» **To be done**:
Copy out the records verbatim, starting with the line that contains "Can you find the dried" and going on through the line that contains "[163,166,173,176]", both included.

--- BEGIN Data extract ---

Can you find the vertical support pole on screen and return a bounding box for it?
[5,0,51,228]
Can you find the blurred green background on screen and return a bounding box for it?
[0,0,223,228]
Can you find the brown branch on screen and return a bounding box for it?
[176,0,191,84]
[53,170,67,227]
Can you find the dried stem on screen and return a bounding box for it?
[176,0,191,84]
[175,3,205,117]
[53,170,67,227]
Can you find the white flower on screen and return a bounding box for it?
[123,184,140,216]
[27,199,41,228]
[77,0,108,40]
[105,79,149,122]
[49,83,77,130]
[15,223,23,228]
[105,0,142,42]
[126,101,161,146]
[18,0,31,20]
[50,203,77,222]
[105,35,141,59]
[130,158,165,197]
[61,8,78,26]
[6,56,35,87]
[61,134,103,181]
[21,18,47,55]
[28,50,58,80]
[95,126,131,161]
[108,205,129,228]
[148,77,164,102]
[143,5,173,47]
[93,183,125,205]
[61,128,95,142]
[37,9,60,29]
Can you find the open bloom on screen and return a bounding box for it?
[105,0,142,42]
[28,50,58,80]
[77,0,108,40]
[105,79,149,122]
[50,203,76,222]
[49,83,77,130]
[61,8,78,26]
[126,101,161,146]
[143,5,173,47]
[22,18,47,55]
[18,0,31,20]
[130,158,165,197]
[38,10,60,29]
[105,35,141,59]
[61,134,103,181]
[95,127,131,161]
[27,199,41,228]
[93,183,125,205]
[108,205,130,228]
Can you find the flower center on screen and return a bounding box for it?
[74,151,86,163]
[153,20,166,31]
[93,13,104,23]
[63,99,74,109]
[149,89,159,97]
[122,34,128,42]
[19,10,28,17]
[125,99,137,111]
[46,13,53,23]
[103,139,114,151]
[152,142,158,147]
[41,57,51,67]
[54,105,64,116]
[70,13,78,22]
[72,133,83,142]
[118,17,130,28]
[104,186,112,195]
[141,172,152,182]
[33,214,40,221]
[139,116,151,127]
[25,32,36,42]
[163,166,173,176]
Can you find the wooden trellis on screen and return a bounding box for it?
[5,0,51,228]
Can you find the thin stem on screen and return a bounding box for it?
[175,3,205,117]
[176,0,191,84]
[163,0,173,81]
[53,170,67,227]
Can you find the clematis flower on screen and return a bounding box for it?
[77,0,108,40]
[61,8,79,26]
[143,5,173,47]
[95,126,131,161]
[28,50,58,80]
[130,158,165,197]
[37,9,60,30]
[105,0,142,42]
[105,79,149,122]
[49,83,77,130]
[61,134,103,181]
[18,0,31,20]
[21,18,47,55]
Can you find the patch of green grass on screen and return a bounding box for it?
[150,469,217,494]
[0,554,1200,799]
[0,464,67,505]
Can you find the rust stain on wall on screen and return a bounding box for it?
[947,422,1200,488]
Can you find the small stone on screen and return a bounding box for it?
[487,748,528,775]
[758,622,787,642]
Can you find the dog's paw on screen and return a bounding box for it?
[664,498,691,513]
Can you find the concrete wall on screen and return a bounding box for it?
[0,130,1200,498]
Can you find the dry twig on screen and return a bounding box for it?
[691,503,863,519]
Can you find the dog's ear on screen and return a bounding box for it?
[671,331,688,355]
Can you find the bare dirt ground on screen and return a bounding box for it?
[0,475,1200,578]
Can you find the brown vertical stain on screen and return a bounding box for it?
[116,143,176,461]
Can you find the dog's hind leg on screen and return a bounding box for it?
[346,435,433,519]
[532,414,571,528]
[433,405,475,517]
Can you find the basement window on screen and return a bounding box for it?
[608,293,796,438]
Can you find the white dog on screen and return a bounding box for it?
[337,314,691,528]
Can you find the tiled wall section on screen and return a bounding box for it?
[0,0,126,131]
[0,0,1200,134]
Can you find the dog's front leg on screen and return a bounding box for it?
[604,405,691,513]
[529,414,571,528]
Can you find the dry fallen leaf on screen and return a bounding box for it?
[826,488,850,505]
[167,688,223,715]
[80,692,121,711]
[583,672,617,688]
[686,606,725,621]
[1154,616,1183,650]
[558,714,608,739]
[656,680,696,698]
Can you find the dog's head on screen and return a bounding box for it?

--- END Data extract ---

» **Final answer**:
Can you find the dried stem on screen and return a bounding box for it?
[176,0,191,84]
[175,3,205,117]
[53,170,67,227]
Can you find the white flower on screen and return a bounding box for it?
[123,184,140,216]
[27,199,41,228]
[77,0,108,40]
[105,79,149,122]
[49,83,77,130]
[15,223,23,228]
[105,0,142,42]
[126,101,161,146]
[18,0,31,20]
[50,203,77,222]
[105,35,141,59]
[130,158,165,197]
[61,8,78,26]
[6,56,35,87]
[61,134,103,181]
[21,18,47,55]
[28,50,58,80]
[95,126,131,161]
[108,205,129,228]
[148,77,164,102]
[143,5,173,47]
[93,183,125,205]
[61,128,95,142]
[37,9,60,29]
Can you find the open bloom on screen and return a bounding box for it?
[105,0,142,42]
[28,50,58,80]
[77,0,108,40]
[105,79,149,122]
[50,203,76,222]
[49,83,77,130]
[61,8,78,26]
[126,101,161,146]
[143,5,173,47]
[22,18,47,55]
[18,0,31,20]
[130,158,165,197]
[38,10,60,29]
[105,35,141,59]
[61,134,103,181]
[95,127,131,161]
[27,199,41,228]
[93,183,125,205]
[108,205,130,228]
Can you find the flower center on screen and return a bounding box for it?
[74,151,86,163]
[153,20,166,31]
[93,13,104,23]
[63,99,74,109]
[149,89,159,97]
[122,34,128,42]
[19,10,28,17]
[125,99,137,111]
[46,13,53,23]
[103,139,114,151]
[152,142,158,147]
[41,57,51,67]
[54,105,64,116]
[70,13,78,22]
[72,133,83,142]
[118,17,130,28]
[104,186,112,195]
[141,172,152,182]
[33,214,40,221]
[139,116,151,127]
[25,32,36,42]
[163,166,173,176]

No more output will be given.